- Task instructions:
Count the lines in the items that contain the string "green", treating uppercase and lowercase as different. Give only the number.

+++ The records +++

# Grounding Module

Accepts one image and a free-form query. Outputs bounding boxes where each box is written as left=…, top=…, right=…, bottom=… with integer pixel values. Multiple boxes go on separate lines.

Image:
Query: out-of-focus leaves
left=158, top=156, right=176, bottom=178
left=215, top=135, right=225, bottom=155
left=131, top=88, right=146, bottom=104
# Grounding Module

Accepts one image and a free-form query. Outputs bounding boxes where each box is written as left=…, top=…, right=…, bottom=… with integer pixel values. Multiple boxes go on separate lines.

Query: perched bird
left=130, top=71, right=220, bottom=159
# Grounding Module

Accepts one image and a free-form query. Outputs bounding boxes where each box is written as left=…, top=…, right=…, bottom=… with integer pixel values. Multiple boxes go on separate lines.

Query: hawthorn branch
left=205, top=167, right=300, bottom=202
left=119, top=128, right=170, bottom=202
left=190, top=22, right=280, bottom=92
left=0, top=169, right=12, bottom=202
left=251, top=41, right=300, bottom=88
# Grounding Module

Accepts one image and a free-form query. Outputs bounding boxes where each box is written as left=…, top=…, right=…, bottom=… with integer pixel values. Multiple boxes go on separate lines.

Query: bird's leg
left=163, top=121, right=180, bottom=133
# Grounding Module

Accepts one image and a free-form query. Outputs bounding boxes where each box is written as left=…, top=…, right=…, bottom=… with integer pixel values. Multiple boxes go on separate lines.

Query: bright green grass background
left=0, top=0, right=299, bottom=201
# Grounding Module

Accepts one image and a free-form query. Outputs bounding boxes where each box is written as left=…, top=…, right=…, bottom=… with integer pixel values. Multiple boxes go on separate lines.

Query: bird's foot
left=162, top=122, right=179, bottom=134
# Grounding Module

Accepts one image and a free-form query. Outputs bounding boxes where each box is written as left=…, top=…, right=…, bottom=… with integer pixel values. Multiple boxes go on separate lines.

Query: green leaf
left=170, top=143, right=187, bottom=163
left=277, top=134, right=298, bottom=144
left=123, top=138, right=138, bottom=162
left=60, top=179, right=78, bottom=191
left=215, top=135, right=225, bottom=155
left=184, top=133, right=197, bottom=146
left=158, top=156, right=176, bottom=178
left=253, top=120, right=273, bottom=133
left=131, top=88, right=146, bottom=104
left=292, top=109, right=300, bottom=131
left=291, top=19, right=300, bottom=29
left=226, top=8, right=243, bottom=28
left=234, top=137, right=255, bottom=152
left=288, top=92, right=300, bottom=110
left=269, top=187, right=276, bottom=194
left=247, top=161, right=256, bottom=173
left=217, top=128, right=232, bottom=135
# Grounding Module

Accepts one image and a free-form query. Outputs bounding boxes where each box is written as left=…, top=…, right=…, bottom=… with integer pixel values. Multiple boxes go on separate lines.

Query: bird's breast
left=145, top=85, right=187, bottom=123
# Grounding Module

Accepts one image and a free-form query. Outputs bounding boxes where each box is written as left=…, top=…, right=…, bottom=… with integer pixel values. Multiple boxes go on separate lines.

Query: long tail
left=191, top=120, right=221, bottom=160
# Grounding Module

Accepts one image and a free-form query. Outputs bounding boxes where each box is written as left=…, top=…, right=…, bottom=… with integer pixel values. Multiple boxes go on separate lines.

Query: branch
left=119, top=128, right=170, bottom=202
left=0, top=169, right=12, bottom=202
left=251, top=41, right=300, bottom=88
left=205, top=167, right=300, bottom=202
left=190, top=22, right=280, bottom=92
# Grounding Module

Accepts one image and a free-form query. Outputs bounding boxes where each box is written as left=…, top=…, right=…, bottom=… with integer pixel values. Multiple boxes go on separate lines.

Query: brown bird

+++

- Final result:
2